What to work on - Please rewrite the stretch of records below from the line containing "Please provide the mask of every instance of the ski" through the end of the records, changing "format" to "layout" and leaving everything else as it is.

** begin Data records **

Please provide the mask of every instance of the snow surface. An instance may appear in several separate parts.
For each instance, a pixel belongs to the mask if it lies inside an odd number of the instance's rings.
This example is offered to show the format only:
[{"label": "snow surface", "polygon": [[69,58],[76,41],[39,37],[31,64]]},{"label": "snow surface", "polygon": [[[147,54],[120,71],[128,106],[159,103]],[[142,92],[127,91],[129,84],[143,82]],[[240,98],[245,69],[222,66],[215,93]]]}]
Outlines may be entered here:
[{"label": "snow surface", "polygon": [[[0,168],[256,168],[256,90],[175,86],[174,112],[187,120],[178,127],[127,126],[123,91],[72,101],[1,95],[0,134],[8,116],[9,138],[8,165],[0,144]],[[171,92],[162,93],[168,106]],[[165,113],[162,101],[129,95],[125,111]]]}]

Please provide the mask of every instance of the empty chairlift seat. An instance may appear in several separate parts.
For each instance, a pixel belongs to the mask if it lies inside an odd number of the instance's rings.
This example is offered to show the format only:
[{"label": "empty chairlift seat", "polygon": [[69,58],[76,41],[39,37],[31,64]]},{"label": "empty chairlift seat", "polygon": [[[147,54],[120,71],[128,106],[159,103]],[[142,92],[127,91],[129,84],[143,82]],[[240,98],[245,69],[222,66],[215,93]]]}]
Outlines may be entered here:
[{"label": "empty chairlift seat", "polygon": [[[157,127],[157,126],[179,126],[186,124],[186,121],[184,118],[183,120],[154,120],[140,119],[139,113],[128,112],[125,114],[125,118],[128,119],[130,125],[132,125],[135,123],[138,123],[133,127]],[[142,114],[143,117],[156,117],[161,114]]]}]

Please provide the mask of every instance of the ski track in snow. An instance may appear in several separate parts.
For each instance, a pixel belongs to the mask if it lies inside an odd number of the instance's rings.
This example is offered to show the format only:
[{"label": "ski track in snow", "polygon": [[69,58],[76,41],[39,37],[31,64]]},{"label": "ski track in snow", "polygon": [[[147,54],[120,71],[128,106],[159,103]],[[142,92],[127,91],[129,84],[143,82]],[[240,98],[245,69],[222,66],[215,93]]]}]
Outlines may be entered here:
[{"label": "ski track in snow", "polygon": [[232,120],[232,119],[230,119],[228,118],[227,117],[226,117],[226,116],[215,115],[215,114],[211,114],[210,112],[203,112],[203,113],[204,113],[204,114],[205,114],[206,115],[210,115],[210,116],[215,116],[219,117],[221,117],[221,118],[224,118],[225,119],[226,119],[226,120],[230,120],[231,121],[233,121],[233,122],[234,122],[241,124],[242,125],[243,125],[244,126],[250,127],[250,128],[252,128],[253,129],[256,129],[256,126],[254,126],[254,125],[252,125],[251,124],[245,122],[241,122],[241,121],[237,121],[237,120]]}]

** end Data records **

Completed task -
Please provide the mask of every instance of the ski track in snow. An instance may appear in several separate parts.
For each instance, a pixel belongs to the mask if it lies inside an odd number of the instance's rings.
This example is offered to show the layout only:
[{"label": "ski track in snow", "polygon": [[69,58],[76,41],[39,37],[31,64]]},{"label": "ski track in snow", "polygon": [[[147,54],[120,71],[128,106],[159,103]],[[142,92],[127,91],[129,84],[143,82]],[[240,98],[245,69],[222,66],[215,93]]]}]
Outlines may be entered here:
[{"label": "ski track in snow", "polygon": [[232,120],[232,119],[230,119],[228,118],[227,117],[226,117],[226,116],[215,115],[215,114],[211,114],[210,112],[203,112],[203,113],[204,113],[204,114],[205,114],[206,115],[210,115],[210,116],[215,116],[219,117],[221,117],[221,118],[224,118],[225,119],[226,119],[226,120],[230,120],[231,121],[233,121],[233,122],[234,122],[241,124],[242,125],[243,125],[244,126],[250,127],[250,128],[252,128],[253,129],[256,129],[256,126],[254,126],[254,125],[252,125],[251,124],[245,122],[241,122],[241,121],[237,121],[237,120]]}]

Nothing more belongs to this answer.